Data records
::::::
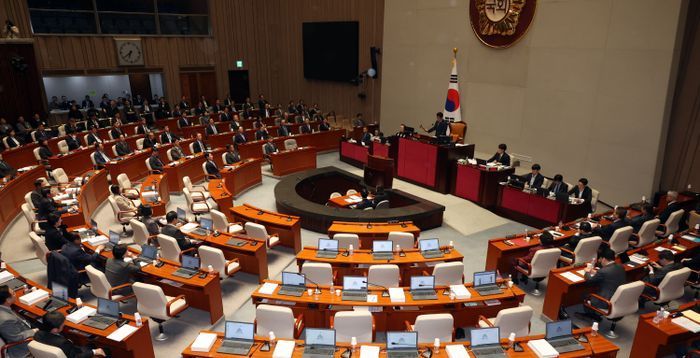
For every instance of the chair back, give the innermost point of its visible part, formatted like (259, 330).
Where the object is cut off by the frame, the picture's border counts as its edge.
(587, 249)
(41, 350)
(404, 239)
(318, 272)
(620, 240)
(276, 319)
(543, 261)
(625, 300)
(449, 273)
(673, 285)
(386, 275)
(345, 240)
(348, 324)
(647, 233)
(431, 326)
(514, 320)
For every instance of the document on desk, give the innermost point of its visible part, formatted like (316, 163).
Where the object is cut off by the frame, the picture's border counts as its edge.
(122, 332)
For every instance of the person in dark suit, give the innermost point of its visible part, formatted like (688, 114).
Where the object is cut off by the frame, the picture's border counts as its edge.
(123, 147)
(439, 127)
(231, 156)
(534, 179)
(170, 229)
(501, 156)
(50, 334)
(212, 168)
(608, 278)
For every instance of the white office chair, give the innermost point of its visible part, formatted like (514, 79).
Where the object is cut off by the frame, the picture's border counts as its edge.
(345, 240)
(152, 302)
(126, 188)
(449, 273)
(386, 275)
(620, 240)
(318, 272)
(586, 250)
(211, 256)
(672, 287)
(40, 249)
(358, 324)
(537, 270)
(259, 232)
(625, 301)
(41, 350)
(510, 320)
(100, 287)
(269, 318)
(404, 239)
(431, 326)
(646, 234)
(221, 223)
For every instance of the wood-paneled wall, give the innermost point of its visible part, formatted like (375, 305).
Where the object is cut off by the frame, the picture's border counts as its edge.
(265, 34)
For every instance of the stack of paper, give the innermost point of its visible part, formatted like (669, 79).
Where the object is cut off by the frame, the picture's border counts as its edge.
(203, 342)
(542, 348)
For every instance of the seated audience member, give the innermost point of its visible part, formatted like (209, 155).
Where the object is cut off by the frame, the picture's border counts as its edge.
(501, 156)
(13, 328)
(51, 334)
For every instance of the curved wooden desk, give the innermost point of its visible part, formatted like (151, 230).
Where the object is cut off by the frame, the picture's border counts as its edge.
(413, 264)
(287, 227)
(369, 232)
(318, 309)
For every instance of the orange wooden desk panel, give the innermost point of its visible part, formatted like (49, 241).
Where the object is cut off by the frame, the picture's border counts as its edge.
(292, 161)
(12, 194)
(413, 264)
(369, 232)
(317, 309)
(287, 227)
(656, 340)
(137, 345)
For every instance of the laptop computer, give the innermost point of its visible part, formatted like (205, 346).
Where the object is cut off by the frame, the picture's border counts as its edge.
(354, 288)
(382, 249)
(401, 344)
(190, 267)
(107, 314)
(238, 338)
(430, 248)
(486, 342)
(320, 343)
(423, 288)
(293, 284)
(327, 248)
(485, 283)
(559, 335)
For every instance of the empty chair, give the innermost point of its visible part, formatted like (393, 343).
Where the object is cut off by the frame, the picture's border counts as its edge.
(646, 234)
(345, 240)
(270, 318)
(620, 240)
(586, 250)
(510, 320)
(624, 301)
(431, 326)
(257, 231)
(537, 270)
(211, 256)
(449, 273)
(152, 302)
(358, 324)
(221, 223)
(100, 287)
(404, 239)
(318, 272)
(387, 275)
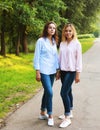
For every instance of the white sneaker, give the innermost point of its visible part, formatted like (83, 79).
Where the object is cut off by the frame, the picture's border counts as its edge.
(63, 116)
(50, 122)
(43, 117)
(65, 123)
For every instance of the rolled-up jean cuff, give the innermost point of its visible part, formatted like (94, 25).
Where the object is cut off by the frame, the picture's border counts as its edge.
(49, 113)
(43, 109)
(67, 114)
(71, 108)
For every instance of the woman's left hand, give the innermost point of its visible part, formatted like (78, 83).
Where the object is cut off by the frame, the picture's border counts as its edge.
(77, 78)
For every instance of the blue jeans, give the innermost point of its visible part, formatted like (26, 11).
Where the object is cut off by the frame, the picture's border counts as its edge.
(67, 79)
(47, 82)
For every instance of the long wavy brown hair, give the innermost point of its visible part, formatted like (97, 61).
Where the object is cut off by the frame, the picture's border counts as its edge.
(45, 31)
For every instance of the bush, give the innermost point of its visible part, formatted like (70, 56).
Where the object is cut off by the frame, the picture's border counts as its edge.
(81, 36)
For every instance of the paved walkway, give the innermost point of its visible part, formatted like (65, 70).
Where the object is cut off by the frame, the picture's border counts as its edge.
(86, 101)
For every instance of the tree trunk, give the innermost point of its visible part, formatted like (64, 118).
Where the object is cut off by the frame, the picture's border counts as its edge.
(3, 48)
(24, 40)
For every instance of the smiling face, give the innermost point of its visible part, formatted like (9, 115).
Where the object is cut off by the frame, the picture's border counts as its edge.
(51, 29)
(69, 33)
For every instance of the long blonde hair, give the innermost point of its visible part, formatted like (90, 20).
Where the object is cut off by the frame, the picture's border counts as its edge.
(74, 32)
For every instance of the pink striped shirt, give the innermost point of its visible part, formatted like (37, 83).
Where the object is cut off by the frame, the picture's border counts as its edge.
(70, 56)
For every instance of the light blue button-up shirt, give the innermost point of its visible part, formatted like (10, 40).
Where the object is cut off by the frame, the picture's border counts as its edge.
(46, 56)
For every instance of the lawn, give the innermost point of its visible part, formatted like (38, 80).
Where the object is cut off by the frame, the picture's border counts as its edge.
(17, 79)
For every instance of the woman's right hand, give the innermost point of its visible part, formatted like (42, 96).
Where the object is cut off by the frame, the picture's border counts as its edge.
(38, 76)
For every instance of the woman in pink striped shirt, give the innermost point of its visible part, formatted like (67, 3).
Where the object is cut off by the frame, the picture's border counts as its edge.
(70, 58)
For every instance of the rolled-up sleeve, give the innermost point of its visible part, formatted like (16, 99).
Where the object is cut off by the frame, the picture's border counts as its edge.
(79, 58)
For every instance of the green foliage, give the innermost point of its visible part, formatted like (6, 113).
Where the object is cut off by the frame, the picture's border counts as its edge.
(17, 81)
(86, 36)
(87, 43)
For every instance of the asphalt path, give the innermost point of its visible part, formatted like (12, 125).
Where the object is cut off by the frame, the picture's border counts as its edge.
(86, 101)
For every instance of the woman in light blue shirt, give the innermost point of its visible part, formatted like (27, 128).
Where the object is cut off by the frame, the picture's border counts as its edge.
(46, 65)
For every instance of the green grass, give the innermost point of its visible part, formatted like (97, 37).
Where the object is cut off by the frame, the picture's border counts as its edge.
(17, 79)
(86, 44)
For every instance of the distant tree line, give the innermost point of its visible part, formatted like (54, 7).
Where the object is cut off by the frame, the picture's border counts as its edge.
(21, 20)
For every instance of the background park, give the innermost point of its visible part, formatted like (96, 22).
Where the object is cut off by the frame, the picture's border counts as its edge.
(21, 23)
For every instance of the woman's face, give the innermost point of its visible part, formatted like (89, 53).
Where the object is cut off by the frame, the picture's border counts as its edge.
(51, 29)
(69, 33)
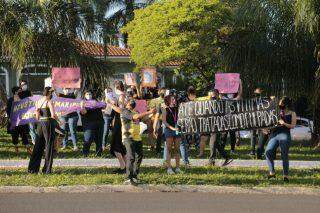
::::::
REQUIRED WORK:
Would you please copy every line in the data that contains the word "pink"?

REPLY:
For every instance of the pink striped shirt, give the innermost point of its visible part, formatted like (37, 83).
For every instance of the woman in pink striped shirt, give the innermost point of its visible part, formatted like (67, 3).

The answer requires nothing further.